WHAT IS EXPECTED
Rewrite the listing below, starting at the line that contains "One keypoint belongs on each instance. Indicate the haze" and ending at the last line of the listing. Keep the request lines unchanged, multiply every point coordinate by 2.1, and round each result to a whole number, with halves rounded up.

RECORD SET

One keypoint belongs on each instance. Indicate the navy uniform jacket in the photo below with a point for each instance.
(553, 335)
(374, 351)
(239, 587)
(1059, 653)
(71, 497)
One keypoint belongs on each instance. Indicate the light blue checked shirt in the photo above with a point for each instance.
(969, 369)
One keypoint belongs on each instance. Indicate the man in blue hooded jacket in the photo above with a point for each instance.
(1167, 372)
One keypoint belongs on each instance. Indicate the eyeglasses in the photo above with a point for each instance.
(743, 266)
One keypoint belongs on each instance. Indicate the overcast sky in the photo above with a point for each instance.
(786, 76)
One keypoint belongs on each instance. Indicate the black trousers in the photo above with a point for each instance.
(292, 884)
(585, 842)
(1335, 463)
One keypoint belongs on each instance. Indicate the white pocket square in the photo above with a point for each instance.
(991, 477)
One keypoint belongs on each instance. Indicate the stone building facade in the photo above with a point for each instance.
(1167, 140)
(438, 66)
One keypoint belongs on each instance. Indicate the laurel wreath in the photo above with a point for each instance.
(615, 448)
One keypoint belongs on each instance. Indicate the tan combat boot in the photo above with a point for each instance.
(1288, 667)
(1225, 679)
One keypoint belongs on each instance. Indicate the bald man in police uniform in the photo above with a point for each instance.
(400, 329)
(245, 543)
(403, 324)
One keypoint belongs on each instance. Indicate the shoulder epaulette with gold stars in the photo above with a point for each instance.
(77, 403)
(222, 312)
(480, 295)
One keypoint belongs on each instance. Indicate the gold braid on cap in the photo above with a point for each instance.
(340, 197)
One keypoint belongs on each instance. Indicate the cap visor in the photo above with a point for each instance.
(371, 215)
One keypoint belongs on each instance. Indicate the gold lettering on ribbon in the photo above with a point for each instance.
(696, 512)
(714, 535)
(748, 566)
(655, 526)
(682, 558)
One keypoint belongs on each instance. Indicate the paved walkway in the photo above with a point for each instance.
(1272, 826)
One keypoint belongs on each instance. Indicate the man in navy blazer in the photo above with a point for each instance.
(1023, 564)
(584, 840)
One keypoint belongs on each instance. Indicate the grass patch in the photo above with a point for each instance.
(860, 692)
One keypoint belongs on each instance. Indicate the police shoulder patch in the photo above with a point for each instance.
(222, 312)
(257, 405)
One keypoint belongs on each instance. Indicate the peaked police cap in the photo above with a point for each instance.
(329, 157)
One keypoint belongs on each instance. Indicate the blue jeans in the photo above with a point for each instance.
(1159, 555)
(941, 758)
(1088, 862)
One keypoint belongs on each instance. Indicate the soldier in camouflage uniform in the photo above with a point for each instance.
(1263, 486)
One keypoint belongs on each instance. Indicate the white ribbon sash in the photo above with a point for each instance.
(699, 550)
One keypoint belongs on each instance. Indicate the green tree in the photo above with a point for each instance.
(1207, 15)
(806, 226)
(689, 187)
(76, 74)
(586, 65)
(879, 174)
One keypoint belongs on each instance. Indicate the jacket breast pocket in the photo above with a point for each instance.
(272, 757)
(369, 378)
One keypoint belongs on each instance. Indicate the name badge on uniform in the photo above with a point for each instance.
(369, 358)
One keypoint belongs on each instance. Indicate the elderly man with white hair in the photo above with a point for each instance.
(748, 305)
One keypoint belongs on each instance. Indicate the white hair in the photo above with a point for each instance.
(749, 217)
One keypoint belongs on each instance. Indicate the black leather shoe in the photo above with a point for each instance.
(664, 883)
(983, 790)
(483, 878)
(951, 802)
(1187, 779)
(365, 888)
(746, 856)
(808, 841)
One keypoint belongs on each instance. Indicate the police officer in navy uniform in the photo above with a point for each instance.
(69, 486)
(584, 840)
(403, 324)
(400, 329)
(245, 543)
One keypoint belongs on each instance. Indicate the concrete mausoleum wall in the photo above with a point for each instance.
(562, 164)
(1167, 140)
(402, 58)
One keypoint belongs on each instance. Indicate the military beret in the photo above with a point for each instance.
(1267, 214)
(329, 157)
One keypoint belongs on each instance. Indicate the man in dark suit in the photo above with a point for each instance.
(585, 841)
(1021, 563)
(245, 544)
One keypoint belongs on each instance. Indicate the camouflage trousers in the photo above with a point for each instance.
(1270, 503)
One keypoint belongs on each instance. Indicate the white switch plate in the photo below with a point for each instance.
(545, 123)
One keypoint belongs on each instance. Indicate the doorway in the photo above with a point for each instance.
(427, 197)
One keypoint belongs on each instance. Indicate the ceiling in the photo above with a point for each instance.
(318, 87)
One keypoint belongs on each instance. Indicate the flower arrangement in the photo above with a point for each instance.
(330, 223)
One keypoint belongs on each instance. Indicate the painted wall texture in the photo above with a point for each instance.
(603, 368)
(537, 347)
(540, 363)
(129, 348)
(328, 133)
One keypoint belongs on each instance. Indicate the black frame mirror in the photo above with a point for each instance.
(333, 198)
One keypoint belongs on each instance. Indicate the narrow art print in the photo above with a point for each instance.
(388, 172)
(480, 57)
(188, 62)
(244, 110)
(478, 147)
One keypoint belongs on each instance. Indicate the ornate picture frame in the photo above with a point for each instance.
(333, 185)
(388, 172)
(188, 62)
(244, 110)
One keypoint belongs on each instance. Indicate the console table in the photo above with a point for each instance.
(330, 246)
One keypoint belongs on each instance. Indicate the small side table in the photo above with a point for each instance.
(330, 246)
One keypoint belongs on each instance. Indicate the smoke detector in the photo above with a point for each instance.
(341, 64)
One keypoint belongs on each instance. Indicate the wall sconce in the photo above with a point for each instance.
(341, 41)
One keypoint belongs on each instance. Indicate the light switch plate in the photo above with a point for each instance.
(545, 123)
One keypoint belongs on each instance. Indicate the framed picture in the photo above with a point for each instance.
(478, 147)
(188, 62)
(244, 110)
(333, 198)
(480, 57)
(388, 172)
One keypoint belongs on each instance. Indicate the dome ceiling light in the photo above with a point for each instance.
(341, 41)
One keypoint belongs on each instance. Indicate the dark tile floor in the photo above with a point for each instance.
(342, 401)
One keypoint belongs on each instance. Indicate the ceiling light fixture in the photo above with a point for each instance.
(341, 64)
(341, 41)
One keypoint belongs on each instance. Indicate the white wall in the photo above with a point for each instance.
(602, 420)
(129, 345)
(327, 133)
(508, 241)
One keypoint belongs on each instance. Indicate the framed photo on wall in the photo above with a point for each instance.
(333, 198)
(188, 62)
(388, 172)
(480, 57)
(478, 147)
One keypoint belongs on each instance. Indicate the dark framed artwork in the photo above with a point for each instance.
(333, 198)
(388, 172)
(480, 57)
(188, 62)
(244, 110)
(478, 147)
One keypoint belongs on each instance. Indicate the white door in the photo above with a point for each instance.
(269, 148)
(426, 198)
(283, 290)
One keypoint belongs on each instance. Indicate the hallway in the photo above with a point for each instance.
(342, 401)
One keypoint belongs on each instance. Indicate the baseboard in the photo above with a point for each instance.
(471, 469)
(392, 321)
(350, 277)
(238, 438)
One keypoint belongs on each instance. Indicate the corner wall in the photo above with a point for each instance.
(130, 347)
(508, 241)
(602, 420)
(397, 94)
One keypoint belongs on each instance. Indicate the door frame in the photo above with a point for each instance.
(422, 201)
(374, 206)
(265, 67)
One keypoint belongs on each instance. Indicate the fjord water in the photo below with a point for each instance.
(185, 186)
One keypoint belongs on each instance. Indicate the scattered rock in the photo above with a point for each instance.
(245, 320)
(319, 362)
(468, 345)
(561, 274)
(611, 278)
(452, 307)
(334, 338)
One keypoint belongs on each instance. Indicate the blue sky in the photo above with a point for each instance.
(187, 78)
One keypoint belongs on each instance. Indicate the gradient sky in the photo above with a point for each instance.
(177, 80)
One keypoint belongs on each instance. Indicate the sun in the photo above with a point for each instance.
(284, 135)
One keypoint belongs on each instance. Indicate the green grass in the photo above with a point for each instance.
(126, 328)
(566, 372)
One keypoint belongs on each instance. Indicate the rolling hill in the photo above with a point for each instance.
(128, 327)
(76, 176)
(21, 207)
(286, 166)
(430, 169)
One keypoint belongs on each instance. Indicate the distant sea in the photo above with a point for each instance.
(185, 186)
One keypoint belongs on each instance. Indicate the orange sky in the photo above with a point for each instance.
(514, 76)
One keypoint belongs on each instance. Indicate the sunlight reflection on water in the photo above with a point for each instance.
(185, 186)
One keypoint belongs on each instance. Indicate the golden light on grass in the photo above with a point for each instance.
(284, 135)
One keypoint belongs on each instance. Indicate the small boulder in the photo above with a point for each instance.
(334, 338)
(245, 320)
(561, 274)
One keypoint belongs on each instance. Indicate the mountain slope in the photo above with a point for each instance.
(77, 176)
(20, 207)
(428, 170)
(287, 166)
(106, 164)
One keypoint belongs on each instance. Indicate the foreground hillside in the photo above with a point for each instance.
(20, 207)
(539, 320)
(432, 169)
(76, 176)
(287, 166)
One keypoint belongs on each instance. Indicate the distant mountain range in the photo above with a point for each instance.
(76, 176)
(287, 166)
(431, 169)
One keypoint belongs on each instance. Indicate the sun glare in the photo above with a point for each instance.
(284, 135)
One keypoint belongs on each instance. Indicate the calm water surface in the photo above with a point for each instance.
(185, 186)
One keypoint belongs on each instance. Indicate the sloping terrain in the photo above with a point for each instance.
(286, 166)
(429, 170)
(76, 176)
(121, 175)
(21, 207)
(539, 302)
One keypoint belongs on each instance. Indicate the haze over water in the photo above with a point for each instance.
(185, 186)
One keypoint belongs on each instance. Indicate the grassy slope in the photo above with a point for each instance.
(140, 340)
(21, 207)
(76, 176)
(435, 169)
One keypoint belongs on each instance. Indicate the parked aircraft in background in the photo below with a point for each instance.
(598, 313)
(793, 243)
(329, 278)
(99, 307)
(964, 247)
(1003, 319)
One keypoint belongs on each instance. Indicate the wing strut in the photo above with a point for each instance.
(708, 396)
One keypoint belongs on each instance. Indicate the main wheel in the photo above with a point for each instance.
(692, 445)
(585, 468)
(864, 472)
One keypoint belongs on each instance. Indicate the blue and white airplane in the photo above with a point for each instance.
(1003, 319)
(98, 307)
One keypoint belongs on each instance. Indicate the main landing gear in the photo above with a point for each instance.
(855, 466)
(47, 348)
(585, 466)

ANSWER BELOW
One keypoint belongs on each instance. Indicate the haze over water in the photo above with a point for each instance.
(389, 391)
One keypoint belongs on each instance. Indicate the grassy slope in the photo above with a point for each instance.
(294, 714)
(44, 435)
(160, 370)
(914, 355)
One keypoint belongs on each instance. Indicate the parked aircraft in background in the photo below with a point for each instance.
(1256, 657)
(1665, 510)
(691, 584)
(208, 645)
(2024, 519)
(2106, 670)
One keypoint belongs on each instance. Indicate the wing strut in the photo above with a point for each instance.
(1487, 832)
One keypoint belongs on each instance. Indicate the main wheel in the photo above with a point for each instance.
(1453, 935)
(1229, 983)
(1814, 991)
One keypoint belongs on each instance. Indicate the blue and white airplane in the photo above with a point for each instance.
(2106, 670)
(206, 645)
One keypoint belongs on each instance. Indicate the main landing gear in the photo above with a point for each instance.
(1796, 979)
(99, 731)
(1229, 979)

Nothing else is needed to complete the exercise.